Please answer from the source text below: how low does Kendall τ fall in the worst cases, at 100×+ skew?

SOURCE TEXT:
Segment Open
Plan §15 Open Problem #4: _rankingScore is comparable across shards only when index settings are identical. Settings divergence is addressed by §13.5; remaining concern is statistical — do scores stay comparable when shards have very different document-count distributions?

Executive Summary

Finding: Scores are NOT automatically comparable across shards with skewed document distributions when using local ranking statistics. Simulation shows significant ranking divergence (Kendall τ < 0.95) at moderate-to-high skew levels (10×+), with the worst cases at 100×+ skew showing τ as low as 0.3-0.5.

Recommendation: Implement a score normalization pass in the merger layer, using one of:

  1. Global IDF preflight (Elasticsearch dfs_query_then_fetch pattern)
  2. Min-max normalization per shard (scale to [0,1] using shard-local min/max)
  3. Reciprocal Rank Fusion (RRF) for rank-based merging (immune to score scale)

Background

The Problem

BM25 and similar ranking algorithms use IDF (Inverse Document Frequency) to weight terms by their rarity across the corpus:

IDF(term) = log((N - df + 0.5) / (df + 0.5))

Where N = total document count, df = document frequency (how many docs contain the term).

In a sharded system, if each shard computes IDF using only its local document count:

  • Small shards have lower N → higher IDF → inflated scores
  • Large shards have higher N → lower IDF → deflated scores

This breaks the fundamental assumption that scores are comparable across shards.
Segment Closed
AVAILABLE DATA:
Segment Open
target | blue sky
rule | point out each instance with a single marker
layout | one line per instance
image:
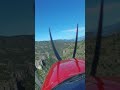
(62, 16)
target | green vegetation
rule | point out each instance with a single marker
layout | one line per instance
(65, 49)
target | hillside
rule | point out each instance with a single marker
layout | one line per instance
(44, 51)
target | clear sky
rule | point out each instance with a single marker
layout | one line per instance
(62, 16)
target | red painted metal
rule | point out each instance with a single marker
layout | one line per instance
(63, 70)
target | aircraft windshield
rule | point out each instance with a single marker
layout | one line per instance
(74, 83)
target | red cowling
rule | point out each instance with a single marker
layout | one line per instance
(63, 70)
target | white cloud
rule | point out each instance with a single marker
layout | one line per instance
(80, 29)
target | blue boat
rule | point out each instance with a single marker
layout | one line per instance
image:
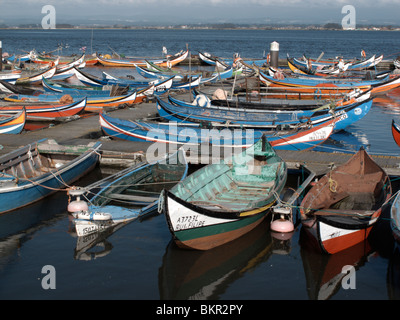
(215, 76)
(254, 115)
(303, 137)
(41, 168)
(133, 193)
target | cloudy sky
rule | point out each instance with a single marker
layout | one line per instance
(199, 11)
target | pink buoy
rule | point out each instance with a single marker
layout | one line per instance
(78, 204)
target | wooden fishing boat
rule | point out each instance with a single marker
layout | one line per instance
(79, 62)
(37, 78)
(321, 71)
(47, 111)
(324, 89)
(160, 86)
(302, 137)
(103, 96)
(395, 217)
(396, 132)
(347, 112)
(350, 64)
(6, 87)
(95, 103)
(169, 62)
(134, 193)
(10, 77)
(221, 202)
(40, 169)
(12, 123)
(340, 210)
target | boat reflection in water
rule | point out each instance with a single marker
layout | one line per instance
(324, 272)
(206, 275)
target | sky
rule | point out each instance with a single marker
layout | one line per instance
(152, 12)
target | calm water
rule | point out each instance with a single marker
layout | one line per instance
(140, 262)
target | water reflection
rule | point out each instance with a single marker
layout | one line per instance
(324, 272)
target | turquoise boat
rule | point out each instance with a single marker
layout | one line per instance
(221, 202)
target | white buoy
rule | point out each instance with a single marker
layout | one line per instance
(284, 224)
(78, 204)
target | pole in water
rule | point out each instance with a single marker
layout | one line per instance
(274, 54)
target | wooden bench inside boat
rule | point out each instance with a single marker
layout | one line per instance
(130, 197)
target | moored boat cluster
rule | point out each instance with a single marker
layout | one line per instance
(248, 107)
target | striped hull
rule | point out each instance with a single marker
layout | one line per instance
(205, 232)
(26, 192)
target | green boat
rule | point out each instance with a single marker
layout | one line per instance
(221, 202)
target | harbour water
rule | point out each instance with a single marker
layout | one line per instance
(140, 262)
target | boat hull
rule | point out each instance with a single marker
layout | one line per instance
(194, 136)
(342, 207)
(202, 232)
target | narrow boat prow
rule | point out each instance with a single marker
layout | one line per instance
(221, 202)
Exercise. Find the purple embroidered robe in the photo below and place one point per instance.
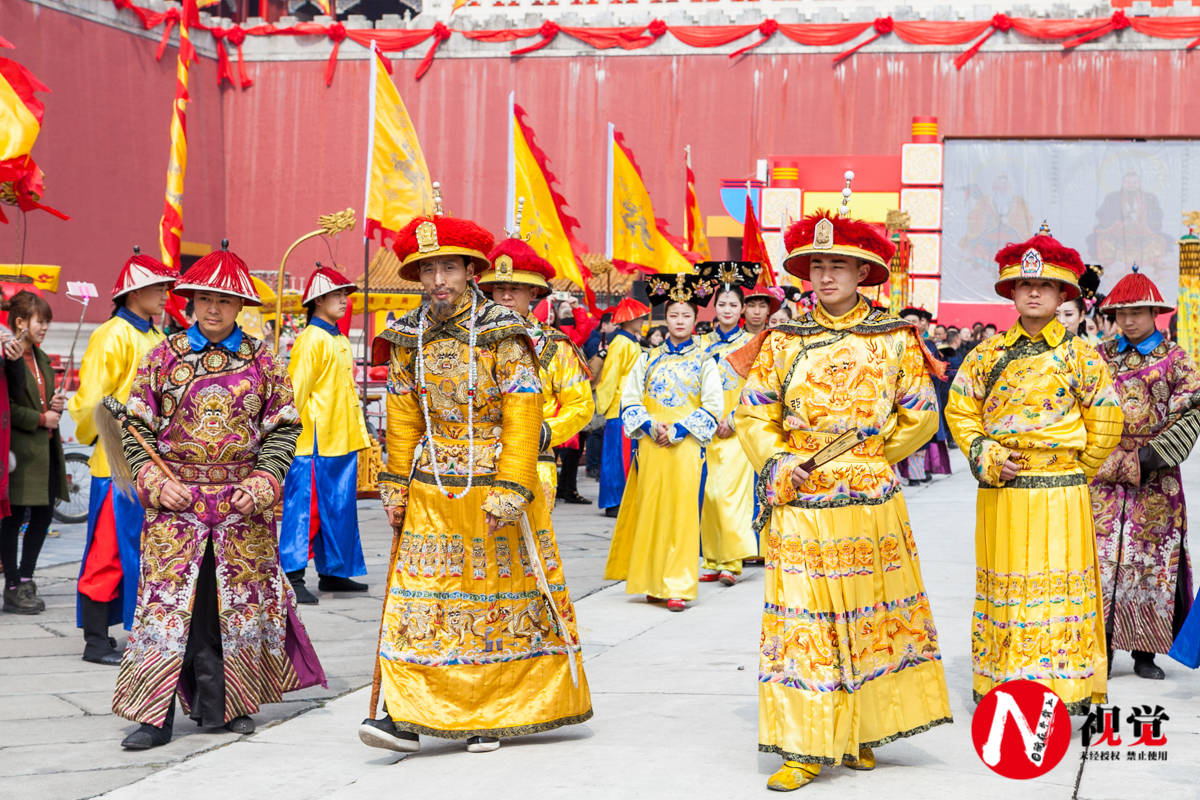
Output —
Segment Closed
RESPONSE TO THE TASK:
As low as 0.3-0.5.